## Dataset entries:
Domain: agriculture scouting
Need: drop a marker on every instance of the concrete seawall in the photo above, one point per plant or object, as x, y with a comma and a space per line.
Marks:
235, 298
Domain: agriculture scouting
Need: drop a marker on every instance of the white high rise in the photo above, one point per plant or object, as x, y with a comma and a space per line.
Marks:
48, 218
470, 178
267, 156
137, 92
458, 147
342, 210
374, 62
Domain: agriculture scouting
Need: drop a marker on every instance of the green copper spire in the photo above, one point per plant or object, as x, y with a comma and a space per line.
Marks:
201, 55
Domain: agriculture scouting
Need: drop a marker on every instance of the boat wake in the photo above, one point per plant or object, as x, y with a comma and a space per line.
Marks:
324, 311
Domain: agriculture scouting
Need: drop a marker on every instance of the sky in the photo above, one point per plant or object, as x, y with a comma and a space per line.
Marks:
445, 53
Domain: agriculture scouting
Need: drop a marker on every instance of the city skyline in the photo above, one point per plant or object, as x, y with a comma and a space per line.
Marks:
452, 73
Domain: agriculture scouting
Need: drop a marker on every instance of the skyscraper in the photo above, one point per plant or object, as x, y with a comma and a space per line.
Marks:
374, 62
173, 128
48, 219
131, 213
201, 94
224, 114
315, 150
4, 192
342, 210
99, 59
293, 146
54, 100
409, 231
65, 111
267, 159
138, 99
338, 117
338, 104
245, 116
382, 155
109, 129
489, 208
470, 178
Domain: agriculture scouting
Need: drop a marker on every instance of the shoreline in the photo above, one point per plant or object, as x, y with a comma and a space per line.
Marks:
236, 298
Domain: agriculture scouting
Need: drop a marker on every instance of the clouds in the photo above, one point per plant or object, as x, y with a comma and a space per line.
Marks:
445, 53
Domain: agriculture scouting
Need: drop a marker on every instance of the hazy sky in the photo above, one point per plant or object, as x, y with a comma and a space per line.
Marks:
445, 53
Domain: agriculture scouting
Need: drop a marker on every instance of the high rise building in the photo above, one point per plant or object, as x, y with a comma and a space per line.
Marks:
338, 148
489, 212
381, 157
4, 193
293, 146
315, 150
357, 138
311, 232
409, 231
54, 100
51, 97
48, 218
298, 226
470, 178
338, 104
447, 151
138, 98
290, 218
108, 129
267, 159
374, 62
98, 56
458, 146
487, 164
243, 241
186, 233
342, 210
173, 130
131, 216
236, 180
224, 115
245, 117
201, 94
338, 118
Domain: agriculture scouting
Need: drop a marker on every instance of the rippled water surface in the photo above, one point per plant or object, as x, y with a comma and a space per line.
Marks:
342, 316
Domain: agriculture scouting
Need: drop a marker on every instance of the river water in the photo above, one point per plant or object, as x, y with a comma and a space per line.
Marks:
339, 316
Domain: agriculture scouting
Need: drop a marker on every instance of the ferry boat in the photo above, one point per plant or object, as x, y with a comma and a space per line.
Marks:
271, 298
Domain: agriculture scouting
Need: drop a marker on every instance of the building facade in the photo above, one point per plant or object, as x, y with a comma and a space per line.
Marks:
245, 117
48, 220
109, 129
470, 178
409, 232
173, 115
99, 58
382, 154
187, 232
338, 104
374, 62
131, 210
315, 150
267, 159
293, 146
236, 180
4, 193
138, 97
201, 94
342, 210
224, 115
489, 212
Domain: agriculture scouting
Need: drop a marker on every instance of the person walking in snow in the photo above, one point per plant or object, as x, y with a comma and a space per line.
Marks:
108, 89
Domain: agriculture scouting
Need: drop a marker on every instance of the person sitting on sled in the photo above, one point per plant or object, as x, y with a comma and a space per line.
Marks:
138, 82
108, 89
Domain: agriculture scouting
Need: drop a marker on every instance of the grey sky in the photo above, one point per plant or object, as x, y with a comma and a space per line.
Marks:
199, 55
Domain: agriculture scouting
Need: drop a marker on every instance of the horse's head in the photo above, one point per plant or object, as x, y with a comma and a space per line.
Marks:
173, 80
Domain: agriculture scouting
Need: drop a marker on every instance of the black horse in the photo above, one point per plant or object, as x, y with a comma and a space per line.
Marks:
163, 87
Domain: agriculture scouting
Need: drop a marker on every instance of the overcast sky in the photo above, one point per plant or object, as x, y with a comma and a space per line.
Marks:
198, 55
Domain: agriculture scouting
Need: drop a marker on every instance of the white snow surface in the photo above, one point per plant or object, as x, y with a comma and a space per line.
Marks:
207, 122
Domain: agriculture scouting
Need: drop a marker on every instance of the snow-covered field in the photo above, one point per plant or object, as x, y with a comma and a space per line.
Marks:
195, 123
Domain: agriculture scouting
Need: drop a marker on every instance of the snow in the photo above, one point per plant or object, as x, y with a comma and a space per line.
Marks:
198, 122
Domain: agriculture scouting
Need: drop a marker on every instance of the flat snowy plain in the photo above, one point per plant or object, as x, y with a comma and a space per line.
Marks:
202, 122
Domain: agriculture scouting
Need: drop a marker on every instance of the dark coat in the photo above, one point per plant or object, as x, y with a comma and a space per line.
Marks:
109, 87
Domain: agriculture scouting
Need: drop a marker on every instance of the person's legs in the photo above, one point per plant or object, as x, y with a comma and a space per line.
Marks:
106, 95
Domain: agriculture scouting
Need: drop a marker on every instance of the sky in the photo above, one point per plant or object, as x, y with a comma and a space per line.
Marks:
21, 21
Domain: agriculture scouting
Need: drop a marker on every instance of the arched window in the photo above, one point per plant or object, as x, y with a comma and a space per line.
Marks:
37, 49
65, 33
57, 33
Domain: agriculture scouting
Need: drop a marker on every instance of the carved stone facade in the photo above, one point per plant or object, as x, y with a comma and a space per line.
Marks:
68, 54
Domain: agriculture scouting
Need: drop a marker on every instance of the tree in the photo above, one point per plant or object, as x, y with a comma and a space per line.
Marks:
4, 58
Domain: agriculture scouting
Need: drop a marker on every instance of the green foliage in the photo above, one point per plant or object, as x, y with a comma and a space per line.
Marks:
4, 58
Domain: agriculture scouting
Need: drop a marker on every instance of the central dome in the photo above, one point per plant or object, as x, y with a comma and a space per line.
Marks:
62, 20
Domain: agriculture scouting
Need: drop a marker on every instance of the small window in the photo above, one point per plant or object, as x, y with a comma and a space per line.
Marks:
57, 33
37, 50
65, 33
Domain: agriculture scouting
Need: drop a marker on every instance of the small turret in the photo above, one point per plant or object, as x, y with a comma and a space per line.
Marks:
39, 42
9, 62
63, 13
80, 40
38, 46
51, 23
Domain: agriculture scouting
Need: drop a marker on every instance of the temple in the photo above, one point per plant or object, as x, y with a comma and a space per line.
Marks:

## What to work on:
Output every entry exactly as given.

## Result of this task:
Domain: agriculture scouting
Need: drop a marker on every instance of the concrete seawall in the photo above, one point per plant or object, as x, y with a comma and a space per line.
Marks:
235, 298
Domain: agriculture scouting
Need: drop a marker on every instance of the white high rise in the photo above, one point per plant or object, as x, y with a comma and a space per line.
Marks:
48, 218
470, 178
267, 156
137, 92
458, 147
342, 210
374, 62
Domain: agriculture scouting
Need: drop a marker on every instance of the green copper spire in the photo above, one point per plant or object, as x, y with a comma and a space per line.
Marks:
201, 55
Domain: agriculture scouting
Need: drop a marker on every instance of the boat wake in the photo above, one point per plant or object, as x, y with a comma and a space per line.
Marks:
324, 311
Domain: agriculture scouting
Need: drop a marker on every instance of the sky in the photo above, one point per plant or object, as x, y with a comma and a space per line.
Marks:
445, 53
Domain: agriculture scouting
Need: drop a marker on every instance of the city skyline in the photo above, one point per plant or object, as x, y with a comma and a space per line.
Marks:
452, 73
Domain: agriculture scouting
Need: drop a marker on every instance of the skyscraper in the photo above, one point per plant or object, as x, y with a comma and a space per line.
Marks:
374, 62
173, 128
48, 219
131, 213
201, 94
224, 114
315, 150
4, 192
342, 210
99, 59
293, 146
54, 100
409, 231
65, 111
267, 159
138, 99
338, 117
338, 104
245, 116
382, 155
109, 129
489, 208
470, 178
Domain: agriculture scouting
Need: drop a marker on every instance of the shoreline in the photo above, one point per plant or object, as x, y with a comma and a space per line.
Marks:
236, 298
Domain: agriculture scouting
Need: drop a marker on every instance of the clouds in the photo above, one point per plant or object, as x, y with a comma and a space per line.
Marks:
445, 53
Domain: agriculture scouting
Need: drop a marker on every instance of the hazy sky in the photo above, one point per plant or object, as x, y with a comma and a space per line.
Marks:
445, 53
Domain: agriculture scouting
Need: drop a marker on every instance of the high rise building in the photo above, one point per plant or object, as x, y with a comma and a space per line.
Marks:
338, 148
489, 212
381, 157
4, 193
293, 146
315, 150
357, 138
311, 232
409, 231
54, 100
51, 97
48, 218
298, 226
470, 178
338, 104
447, 151
138, 98
290, 218
108, 129
267, 159
374, 62
98, 56
458, 146
487, 164
243, 241
186, 233
342, 210
173, 130
131, 216
236, 180
224, 115
245, 117
201, 94
338, 118
Domain: agriculture scouting
Need: drop a marker on every instance of the rippled water surface in the photo above, one point per plant or object, as x, y with a comma and a space per line.
Marks:
342, 316
Domain: agriculture scouting
Need: drop a marker on every instance of the river water in the photo above, one point per plant or object, as x, y with a comma and a space per line.
Marks:
339, 316
Domain: agriculture scouting
Need: drop a marker on every instance of the ferry boat in the photo above, one point per plant or object, as x, y with a comma and a space per line.
Marks:
271, 298
Domain: agriculture scouting
Need: drop a marker on every instance of the building facade in the photo above, one point per plant or object, as x, y with a comma and a space per line.
Marks:
245, 117
48, 220
109, 129
470, 178
409, 232
173, 115
99, 58
382, 154
187, 232
338, 104
374, 62
131, 210
315, 150
267, 159
293, 146
236, 180
4, 193
138, 97
201, 94
342, 210
224, 115
489, 212
Domain: agriculture scouting
Need: drop a marker on every instance of the person walking in snow in the photo above, one point per plant or object, as x, y with a comma and a space per line.
Marks:
108, 89
Domain: agriculture scouting
Need: drop a marker on every instance of the person sitting on sled in the photo above, one point per plant or object, as x, y with a comma and a space per line.
Marks:
138, 82
108, 89
Domain: agriculture scouting
Need: drop a marker on every instance of the grey sky in the photo above, one point per plant or object, as x, y with a comma and a space per line.
Marks:
199, 55
Domain: agriculture scouting
Need: drop a marker on every instance of the horse's head in the photo above, one point per plant or object, as x, y with a comma and a space per line.
Marks:
173, 80
Domain: agriculture scouting
Need: drop a marker on every instance of the black horse in the photo above, one point per plant or object, as x, y with a comma and a space per line.
Marks:
163, 87
Domain: agriculture scouting
Need: drop a marker on every instance of the overcast sky in the photo above, one point per plant or object, as x, y with a comma and a space per line.
Marks:
198, 55
Domain: agriculture scouting
Need: drop a marker on every instance of the white snow surface in the photo above, one point per plant or object, as x, y with a comma and a space per line.
Marks:
207, 122
Domain: agriculture scouting
Need: drop a marker on every instance of the snow-covered field in the photo above, one point per plant or object, as x, y with a comma and a space per line.
Marks:
195, 123
Domain: agriculture scouting
Need: drop a marker on every instance of the snow in the photo above, one point per plant or object, as x, y with a comma and a space per line.
Marks:
198, 122
Domain: agriculture scouting
Need: drop a marker on every instance of the flat snowy plain in the photo above, one point per plant or object, as x, y with a comma and a space per line.
Marks:
202, 122
Domain: agriculture scouting
Need: drop a marker on every instance of the dark coat in the photo above, one point per plant or object, as x, y with a comma and a space per line.
Marks:
109, 87
Domain: agriculture scouting
Need: drop a marker on every instance of the person's legs in the photo above, one point per plant or object, as x, y with a comma and a space per line.
Marks:
106, 95
Domain: agriculture scouting
Need: drop a marker on every instance of the sky in the photo above, one point per plant or object, as x, y with a comma and a space per line.
Marks:
21, 21
Domain: agriculture scouting
Need: drop a marker on every instance of the arched window in the photo above, one point per plant or object, as x, y with a comma and a space per line.
Marks:
37, 49
65, 33
57, 33
Domain: agriculture scouting
Need: drop a marker on every instance of the carved stone facade in the photo above, one point per plant or object, as x, y with a comma and a space per line.
Marks:
68, 54
Domain: agriculture scouting
Need: drop a marker on every instance of the tree in the photo above, one point per plant or object, as x, y with a comma and a space per line.
Marks:
4, 58
Domain: agriculture scouting
Need: drop a marker on every instance of the green foliage in the photo above, one point per plant or object, as x, y with a comma and a space per line.
Marks:
4, 58
Domain: agriculture scouting
Need: drop a marker on every instance of the central dome in the photo above, one point per plant or object, as x, y with a comma and a space per line.
Marks:
62, 20
Domain: agriculture scouting
Need: drop a marker on every instance of the small window in the photo above, one point per plant or object, as x, y with a comma and a space per line.
Marks:
57, 33
37, 50
65, 33
Domain: agriculture scouting
Need: drop a marker on every instance of the small turret in the photo above, one point per plant or object, as x, y with a comma and a space per line.
Marks:
39, 42
9, 62
63, 13
80, 40
38, 46
51, 23
Domain: agriculture scouting
Need: drop a marker on every instance of the temple in the photo above, one point per plant or object, as x, y with a comma and a space per line.
Marks:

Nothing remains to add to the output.